EXERCISE: Copy the data below word for word, leaving out the pictures.

— start —

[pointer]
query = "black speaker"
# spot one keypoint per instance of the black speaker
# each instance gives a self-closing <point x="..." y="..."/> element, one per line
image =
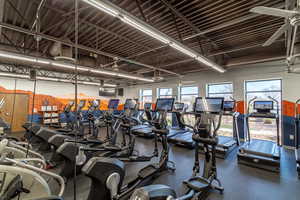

— end —

THE RESULT:
[pointer]
query = "black speaker"
# spot one keypoint per instance of the black speaker
# each instance gives a self-closing <point x="..." y="..."/> element, one per line
image =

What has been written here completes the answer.